◆ EXERCISE PROMPT:
Each record should be reproduced exactly.

[Referring expression data]

★ ★ ★ ★

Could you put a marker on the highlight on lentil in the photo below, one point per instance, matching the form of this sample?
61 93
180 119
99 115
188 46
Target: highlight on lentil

★ ★ ★ ★

◆ OUTPUT FOR THIS EXERCISE:
Could you put a marker on the highlight on lentil in the photo below, one point per instance, matching the form of this sample?
61 93
180 119
99 115
188 46
Target: highlight on lentil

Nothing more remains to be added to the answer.